A U.S.-based pharmacy industry group hopes it will be able to require online pharmacies to qualify for a ".pharmacy" domain name to assure consumers that they're legitimate, Drug Store News reported on Wednesday (April 17).
The National Association of Boards of Pharmacy (NABP) applied for control of the .pharmacy top-level domain (TLD) last June, as part an expansion of the Internet domain-name system. (The TLD is at the very end of a domain name. Most major retailers end their domains with the TLD .com.) If the NABP is awarded control of .pharmacy, it plans to vet applicants to make sure they meet applicable pharmacy licensing and regulations. According to the group, 97 percent of the 10,275 online pharmacies it has reviewed are out of compliance with U.S. pharmacy laws and practice standards.
NABP also said it has formed partnerships with international regulators, pharmacy organizations and law enforcement organizations to encourage use of the name.
What the group hasn't said is how exactly it will get online pharmacies to apply for new .pharmacy domain names. Mentioning partnerships with regulators and law enforcement is a none-too-subtle hint that NABP hopes to make the .pharmacy names—and the vetting that goes along with them—a legal requirement. But that's still only a hint, and a long way from enforceable regulations.

__To do__:
a) In the .pharmacy domain article, what percentage of the 10,275 online pharmacies reviewed by NABP are out of compliance with U.S. pharmacy laws and practice standards?
b) Repeat the part of the .pharmacy domain article starting at "A U.S.-based pharmacy" and ending at "and practice standards.".
c) Continue the .pharmacy domain article from its last sentence.
The items that come next are from a different source than the .pharmacy domain article.

__Source information__:
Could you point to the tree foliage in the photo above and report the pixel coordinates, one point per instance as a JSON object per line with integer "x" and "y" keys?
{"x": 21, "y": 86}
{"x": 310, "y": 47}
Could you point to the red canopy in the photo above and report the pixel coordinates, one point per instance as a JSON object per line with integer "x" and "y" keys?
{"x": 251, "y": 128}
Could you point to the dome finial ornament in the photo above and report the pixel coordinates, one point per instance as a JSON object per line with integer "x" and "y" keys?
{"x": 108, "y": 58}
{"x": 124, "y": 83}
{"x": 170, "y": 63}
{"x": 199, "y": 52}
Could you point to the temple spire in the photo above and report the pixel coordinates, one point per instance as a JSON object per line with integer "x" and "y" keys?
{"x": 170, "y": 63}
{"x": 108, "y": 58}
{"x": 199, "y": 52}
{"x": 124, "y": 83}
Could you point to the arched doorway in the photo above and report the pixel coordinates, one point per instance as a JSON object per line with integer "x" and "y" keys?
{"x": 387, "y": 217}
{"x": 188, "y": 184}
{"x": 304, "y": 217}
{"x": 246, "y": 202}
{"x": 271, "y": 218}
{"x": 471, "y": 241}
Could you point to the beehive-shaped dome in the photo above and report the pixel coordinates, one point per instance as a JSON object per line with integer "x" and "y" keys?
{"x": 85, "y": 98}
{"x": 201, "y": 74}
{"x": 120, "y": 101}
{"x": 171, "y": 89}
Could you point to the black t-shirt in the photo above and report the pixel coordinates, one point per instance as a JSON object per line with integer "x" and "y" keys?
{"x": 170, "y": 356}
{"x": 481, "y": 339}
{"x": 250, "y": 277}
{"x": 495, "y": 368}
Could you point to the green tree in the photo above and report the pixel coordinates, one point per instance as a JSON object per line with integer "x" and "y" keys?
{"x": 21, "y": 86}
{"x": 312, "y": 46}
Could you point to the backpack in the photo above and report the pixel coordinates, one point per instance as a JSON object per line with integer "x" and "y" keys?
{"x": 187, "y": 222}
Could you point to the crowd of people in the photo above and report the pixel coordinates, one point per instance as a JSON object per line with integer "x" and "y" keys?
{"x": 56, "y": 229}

__Results for the exercise__:
a) 97 percent

b)
A U.S.-based pharmacy industry group hopes it will be able to require online pharmacies to qualify for a ".pharmacy" domain name to assure consumers that they're legitimate, Drug Store News reported on Wednesday (April 17).
The National Association of Boards of Pharmacy (NABP) applied for control of the .pharmacy top-level domain (TLD) last June, as part an expansion of the Internet domain-name system. (The TLD is at the very end of a domain name. Most major retailers end their domains with the TLD .com.) If the NABP is awarded control of .pharmacy, it plans to vet applicants to make sure they meet applicable pharmacy licensing and regulations. According to the group, 97 percent of the 10,275 online pharmacies it has reviewed are out of compliance with U.S. pharmacy laws and practice standards.

c)
Even more of a problem is the fact that most chains that operate retail pharmacies in the U.S. (the NABP's home country) have no intention of abandoning their .com domain names. Will Walmart (NYSE:WMT) risk confusing its pharmacy customers by switching every customer to Walmart.pharmacy in midshopping trip? How about Target (NYSE:TGT), Kroger (NYSE:KR), Costco (NASDAQ:COST) and Safeway (NYSE:SWY)? (Both Walmart and Safeway have also applied for their own new vanity TLDs, which makes them even less likely to pay extra for .pharmacy if they're not legally required to use it.) And that list still doesn't get to the pure-play drugstore chains like Walgreen's (NYSE:WAG), CVS (NYSE:CVS) and Rite Aid (NYSE:RAD). If the NABP can't get online pharmacies in its home country to buy into the domain-name change, how will it convince the rest of the world?
That's the fundamental problem with the idea of regulation-by-domain-name. It's not impossible to control who can use a particular TLD. In fact, that's the easy part. But .com is so widely used that it's the default for both retailers and customers. The real challenge is getting retailers to pay extra for a specialized TLD that isn't familiar to customers and thus doesn't actually seem to offer them any benefit. Unless there's a much bigger stick behind it than hoping for adoption, it's not likely to happen.